■ EXTRACTED RECORDS ■

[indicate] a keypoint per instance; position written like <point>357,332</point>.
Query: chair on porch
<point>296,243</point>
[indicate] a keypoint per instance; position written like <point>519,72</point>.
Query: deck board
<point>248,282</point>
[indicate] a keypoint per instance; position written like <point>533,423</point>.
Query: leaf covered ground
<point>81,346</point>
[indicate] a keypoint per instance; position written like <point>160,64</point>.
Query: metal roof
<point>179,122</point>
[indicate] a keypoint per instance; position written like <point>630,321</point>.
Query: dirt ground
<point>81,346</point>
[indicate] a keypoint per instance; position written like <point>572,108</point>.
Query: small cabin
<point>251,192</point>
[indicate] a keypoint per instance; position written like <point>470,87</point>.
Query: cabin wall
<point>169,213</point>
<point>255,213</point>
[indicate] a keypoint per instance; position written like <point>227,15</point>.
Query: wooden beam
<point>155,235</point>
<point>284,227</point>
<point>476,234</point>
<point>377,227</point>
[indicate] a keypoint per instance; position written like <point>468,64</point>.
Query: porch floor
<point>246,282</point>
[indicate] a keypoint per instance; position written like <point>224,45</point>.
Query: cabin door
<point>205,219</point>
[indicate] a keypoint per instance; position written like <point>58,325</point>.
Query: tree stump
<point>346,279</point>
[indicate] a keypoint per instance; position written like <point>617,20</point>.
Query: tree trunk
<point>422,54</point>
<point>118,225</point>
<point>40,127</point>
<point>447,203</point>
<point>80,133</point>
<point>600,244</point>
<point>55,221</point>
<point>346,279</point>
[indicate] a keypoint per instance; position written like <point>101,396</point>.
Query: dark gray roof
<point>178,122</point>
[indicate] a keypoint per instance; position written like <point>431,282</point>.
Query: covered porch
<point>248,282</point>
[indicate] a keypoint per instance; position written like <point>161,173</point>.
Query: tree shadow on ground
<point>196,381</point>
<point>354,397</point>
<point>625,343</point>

■ WRITTEN TASK ■
Return the data lines beginning with the one containing "written like <point>224,45</point>." and continuing through the one containing "<point>178,122</point>", copying them verbatim.

■ WRITTEN RESPONSE ■
[indicate] a keypoint per instance; position written like <point>224,45</point>.
Query: cabin door
<point>205,219</point>
[indicate] a keypoint per instance; position written like <point>58,325</point>.
Query: tree stump
<point>346,279</point>
[indicate] a keypoint per instance; position written like <point>617,20</point>.
Query: tree trunk
<point>422,54</point>
<point>118,225</point>
<point>40,127</point>
<point>447,203</point>
<point>80,133</point>
<point>600,244</point>
<point>55,221</point>
<point>346,279</point>
[indicate] a keypoint per instance; position written like <point>101,396</point>.
Query: dark gray roof
<point>178,122</point>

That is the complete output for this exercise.